======== GIVEN RECORDS

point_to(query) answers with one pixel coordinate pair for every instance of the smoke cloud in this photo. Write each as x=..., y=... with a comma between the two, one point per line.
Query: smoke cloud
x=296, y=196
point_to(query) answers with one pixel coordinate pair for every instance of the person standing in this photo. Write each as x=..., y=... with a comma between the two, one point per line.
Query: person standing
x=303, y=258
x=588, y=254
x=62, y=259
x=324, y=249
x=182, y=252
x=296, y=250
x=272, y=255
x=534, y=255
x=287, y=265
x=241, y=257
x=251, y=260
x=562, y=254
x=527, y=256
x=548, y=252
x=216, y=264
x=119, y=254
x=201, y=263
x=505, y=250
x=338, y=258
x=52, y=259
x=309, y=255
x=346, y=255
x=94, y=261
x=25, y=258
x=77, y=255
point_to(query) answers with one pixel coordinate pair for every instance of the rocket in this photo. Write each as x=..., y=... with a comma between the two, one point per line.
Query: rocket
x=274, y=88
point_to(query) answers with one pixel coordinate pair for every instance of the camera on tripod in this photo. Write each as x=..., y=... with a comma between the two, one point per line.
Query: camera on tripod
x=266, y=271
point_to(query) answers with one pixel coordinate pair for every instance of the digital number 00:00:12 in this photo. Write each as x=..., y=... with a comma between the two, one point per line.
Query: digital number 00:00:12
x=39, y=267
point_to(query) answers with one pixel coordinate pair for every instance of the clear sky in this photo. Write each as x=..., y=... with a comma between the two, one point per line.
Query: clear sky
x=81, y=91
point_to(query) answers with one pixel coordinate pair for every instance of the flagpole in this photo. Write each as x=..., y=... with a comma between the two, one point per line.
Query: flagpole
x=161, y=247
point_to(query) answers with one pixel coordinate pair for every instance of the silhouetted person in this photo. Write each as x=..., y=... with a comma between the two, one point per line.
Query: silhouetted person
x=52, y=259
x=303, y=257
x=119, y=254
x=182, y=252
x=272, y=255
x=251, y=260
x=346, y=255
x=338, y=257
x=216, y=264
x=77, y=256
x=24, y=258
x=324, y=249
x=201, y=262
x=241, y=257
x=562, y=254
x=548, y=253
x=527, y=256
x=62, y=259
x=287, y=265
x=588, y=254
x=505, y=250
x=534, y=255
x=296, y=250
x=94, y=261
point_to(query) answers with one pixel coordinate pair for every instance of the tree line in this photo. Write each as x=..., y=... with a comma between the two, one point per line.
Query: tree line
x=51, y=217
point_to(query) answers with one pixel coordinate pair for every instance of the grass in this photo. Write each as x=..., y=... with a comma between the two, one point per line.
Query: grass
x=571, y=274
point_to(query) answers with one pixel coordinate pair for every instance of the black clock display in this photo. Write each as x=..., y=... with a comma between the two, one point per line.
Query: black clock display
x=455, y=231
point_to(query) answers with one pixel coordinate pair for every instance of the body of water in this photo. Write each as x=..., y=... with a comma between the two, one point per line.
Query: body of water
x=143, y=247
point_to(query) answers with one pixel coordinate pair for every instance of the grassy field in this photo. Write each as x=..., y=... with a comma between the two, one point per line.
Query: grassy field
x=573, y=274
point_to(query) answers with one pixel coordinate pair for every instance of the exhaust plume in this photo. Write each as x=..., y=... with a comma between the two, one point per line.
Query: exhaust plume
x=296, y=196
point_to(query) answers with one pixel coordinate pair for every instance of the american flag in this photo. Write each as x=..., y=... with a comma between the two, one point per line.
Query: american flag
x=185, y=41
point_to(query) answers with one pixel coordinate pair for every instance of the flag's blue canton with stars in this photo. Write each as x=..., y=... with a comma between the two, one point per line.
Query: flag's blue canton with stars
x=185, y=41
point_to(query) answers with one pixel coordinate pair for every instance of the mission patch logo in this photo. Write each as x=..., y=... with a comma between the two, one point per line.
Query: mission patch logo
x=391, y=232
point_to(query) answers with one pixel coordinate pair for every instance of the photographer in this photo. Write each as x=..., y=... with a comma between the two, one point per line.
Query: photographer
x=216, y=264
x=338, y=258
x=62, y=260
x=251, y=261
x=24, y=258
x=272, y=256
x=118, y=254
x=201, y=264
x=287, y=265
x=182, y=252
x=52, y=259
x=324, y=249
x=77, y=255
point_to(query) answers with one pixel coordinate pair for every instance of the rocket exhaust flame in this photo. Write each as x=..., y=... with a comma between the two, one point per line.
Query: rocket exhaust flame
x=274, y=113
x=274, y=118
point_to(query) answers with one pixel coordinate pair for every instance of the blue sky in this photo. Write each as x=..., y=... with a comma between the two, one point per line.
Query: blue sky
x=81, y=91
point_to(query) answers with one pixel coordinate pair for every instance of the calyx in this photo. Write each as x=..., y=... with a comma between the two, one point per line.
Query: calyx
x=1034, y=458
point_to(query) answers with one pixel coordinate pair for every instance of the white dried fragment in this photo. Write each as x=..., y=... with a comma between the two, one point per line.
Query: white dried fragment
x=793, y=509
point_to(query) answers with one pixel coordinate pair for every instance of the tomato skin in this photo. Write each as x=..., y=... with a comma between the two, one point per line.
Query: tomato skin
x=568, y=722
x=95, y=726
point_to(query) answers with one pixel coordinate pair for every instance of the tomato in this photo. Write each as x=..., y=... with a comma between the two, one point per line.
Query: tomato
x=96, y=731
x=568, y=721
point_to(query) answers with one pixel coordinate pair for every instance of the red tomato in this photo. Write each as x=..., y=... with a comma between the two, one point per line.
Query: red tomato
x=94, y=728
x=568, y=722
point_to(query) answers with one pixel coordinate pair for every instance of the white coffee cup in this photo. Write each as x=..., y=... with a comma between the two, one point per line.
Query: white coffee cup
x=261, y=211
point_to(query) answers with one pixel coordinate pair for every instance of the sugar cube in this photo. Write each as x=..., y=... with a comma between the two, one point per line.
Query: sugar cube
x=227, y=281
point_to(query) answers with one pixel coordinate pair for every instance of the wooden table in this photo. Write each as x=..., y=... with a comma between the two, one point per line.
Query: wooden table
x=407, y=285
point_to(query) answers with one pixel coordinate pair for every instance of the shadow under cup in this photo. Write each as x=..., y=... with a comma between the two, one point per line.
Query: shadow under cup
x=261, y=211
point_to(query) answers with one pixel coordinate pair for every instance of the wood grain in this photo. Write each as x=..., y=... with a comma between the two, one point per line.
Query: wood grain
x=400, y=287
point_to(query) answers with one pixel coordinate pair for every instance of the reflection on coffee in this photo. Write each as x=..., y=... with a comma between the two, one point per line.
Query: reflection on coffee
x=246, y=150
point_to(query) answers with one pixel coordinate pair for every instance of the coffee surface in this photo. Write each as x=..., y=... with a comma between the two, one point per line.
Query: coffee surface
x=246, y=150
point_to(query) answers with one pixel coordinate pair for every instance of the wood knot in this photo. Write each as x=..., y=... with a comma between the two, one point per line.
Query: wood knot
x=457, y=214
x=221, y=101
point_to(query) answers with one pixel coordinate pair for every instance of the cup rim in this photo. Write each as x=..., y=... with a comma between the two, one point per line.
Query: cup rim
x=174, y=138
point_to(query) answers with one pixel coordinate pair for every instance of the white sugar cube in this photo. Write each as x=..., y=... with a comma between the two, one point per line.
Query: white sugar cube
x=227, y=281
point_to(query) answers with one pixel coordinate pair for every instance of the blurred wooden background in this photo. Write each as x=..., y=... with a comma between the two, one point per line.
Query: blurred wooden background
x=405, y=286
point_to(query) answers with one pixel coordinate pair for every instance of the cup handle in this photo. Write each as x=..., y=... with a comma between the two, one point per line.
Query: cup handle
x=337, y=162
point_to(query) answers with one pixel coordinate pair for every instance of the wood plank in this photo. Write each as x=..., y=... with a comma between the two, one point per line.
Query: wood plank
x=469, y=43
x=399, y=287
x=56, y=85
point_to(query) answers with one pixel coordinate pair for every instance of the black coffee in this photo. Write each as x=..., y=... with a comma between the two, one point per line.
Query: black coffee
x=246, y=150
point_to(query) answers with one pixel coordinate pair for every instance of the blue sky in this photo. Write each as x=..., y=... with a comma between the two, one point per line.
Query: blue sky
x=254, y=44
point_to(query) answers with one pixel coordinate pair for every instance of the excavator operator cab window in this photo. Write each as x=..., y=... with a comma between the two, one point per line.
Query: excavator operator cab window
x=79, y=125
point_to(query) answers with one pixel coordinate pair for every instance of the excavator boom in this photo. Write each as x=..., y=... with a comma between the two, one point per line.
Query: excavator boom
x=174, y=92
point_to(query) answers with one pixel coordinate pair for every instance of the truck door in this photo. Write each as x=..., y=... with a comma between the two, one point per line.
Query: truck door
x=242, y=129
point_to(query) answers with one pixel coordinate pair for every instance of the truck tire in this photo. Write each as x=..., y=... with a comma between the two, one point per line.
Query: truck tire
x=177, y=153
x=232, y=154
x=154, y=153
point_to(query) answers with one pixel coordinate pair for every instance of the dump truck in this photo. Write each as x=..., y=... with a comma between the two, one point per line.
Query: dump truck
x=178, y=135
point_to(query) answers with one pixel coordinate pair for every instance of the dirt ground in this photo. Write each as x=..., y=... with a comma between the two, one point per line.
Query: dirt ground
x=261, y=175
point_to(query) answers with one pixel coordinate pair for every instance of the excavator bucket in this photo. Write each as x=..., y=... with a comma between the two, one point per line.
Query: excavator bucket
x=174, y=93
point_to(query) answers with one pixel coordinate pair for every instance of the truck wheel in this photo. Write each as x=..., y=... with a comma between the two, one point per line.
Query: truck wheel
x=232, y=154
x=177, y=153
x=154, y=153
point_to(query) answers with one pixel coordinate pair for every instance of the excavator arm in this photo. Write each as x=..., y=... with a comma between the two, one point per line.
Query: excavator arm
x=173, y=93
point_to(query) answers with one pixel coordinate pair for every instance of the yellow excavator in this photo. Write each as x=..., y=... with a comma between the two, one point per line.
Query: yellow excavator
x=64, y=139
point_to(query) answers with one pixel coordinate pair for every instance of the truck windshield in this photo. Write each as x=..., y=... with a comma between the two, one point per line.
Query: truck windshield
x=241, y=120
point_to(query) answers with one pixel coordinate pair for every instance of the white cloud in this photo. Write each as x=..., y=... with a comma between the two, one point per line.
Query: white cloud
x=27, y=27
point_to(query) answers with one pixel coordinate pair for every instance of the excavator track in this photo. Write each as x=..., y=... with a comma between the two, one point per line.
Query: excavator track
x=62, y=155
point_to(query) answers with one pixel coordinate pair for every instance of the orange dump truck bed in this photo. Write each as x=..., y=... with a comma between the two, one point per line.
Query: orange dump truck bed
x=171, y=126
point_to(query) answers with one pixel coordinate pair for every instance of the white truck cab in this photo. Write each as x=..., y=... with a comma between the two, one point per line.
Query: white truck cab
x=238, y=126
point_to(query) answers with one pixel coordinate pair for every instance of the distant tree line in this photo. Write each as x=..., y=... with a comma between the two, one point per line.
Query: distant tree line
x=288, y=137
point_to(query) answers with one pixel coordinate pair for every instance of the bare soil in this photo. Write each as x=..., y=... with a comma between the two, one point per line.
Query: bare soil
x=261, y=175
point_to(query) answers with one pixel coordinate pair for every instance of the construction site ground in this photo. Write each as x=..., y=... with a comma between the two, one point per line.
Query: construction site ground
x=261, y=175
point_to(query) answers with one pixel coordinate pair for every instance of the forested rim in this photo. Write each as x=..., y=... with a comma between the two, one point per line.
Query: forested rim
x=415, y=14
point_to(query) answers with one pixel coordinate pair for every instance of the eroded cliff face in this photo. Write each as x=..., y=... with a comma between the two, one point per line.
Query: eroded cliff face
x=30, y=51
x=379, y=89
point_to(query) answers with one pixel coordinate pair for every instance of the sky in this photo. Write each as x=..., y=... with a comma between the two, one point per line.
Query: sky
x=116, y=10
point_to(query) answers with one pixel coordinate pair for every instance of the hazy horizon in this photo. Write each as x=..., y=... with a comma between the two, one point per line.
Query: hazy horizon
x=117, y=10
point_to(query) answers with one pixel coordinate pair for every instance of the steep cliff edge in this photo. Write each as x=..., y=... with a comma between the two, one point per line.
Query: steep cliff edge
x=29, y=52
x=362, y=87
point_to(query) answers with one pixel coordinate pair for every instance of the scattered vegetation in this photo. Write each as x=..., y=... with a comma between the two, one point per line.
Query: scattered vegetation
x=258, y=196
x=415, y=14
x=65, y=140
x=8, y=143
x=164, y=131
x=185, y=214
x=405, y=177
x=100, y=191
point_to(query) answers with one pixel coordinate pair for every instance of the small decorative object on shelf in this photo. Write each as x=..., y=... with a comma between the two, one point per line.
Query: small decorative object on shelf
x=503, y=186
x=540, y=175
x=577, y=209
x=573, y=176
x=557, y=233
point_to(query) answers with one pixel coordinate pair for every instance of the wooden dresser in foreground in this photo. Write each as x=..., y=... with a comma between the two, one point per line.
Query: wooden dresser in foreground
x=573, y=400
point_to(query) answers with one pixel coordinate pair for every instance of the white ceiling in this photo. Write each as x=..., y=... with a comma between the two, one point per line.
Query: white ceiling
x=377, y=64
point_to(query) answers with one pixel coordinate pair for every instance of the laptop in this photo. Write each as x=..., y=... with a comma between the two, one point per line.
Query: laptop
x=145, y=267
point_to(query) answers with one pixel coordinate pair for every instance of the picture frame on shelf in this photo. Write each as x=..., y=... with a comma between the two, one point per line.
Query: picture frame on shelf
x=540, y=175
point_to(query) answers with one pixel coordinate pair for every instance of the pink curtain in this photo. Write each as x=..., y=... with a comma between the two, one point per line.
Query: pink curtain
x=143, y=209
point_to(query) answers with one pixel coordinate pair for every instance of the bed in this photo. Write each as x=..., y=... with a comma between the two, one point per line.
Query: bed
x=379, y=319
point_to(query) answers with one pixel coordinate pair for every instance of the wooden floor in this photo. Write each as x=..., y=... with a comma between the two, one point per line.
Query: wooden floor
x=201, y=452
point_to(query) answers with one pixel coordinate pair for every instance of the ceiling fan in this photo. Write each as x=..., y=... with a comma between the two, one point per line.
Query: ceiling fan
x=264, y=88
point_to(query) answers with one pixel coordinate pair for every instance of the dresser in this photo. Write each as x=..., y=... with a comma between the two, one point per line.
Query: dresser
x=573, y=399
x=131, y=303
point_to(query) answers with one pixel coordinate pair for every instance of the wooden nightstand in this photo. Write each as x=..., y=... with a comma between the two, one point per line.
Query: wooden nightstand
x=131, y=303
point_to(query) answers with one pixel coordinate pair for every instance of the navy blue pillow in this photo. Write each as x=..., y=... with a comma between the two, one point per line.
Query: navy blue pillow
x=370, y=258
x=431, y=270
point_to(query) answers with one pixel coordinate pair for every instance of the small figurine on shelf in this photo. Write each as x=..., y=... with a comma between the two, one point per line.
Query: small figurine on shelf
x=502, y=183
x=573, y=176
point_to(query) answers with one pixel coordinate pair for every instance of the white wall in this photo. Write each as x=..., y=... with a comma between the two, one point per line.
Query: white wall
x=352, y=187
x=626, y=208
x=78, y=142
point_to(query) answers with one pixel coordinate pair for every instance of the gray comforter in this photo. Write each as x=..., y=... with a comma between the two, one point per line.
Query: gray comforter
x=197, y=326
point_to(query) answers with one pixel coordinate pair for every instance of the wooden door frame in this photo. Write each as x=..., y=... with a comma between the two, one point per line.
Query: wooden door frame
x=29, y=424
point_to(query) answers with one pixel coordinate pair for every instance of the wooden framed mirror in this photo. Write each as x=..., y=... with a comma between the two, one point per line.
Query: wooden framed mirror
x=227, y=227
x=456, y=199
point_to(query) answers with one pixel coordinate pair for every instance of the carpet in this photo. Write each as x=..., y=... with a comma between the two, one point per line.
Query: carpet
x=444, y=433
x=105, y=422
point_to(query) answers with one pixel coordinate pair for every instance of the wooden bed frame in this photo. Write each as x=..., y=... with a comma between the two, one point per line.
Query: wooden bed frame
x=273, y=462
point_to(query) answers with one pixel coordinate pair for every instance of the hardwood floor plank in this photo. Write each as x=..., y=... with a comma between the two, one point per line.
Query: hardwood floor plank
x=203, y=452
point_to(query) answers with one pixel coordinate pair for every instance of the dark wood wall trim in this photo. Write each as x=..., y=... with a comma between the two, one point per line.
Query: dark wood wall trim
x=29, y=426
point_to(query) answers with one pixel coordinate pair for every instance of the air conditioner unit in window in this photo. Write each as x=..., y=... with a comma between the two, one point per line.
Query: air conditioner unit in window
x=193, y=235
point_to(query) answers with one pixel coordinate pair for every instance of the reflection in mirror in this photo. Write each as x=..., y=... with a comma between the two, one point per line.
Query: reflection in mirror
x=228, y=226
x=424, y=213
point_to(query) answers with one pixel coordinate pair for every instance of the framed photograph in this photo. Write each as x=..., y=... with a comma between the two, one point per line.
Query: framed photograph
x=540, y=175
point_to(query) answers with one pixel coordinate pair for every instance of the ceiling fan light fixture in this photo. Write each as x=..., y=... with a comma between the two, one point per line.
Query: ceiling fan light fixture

================

EXERCISE INSTRUCTIONS —
Reproduce everything from the line containing "of the hardwood" down to the end of the data above, but replace "ceiling fan" with "overhead fan" and leave all else unchanged.

TASK OUTPUT —
point_to(query) answers with one pixel coordinate pair for every instance of the hardwood floor plank in this photo. Write each as x=..., y=... with a comma between the two, one point per line.
Query: hardwood floor plank
x=203, y=452
point_to(query) answers with one pixel coordinate pair for every instance of the dark wood wall trim in this photo. Write each as x=..., y=... with a comma between the two, one point per line.
Query: dark wood wall trim
x=29, y=426
point_to(query) answers with one pixel coordinate pair for every instance of the air conditioner unit in window in this photo. Write each as x=..., y=... with a comma between the two, one point per line.
Query: air conditioner unit in window
x=193, y=235
point_to(query) answers with one pixel coordinate pair for every instance of the reflection in mirror in this photo. Write each as x=..., y=... with a comma between the two, one point per line.
Query: reflection in mirror
x=228, y=226
x=424, y=213
point_to(query) answers with one pixel coordinate pair for every instance of the framed photograph in this photo. Write each as x=..., y=... with a comma between the two, one point per line.
Query: framed photograph
x=540, y=175
point_to(query) answers with one pixel coordinate pair for every instance of the overhead fan light fixture in this photo. Write each as x=..., y=... with a comma between the two, one point per line.
Query: overhead fan light fixture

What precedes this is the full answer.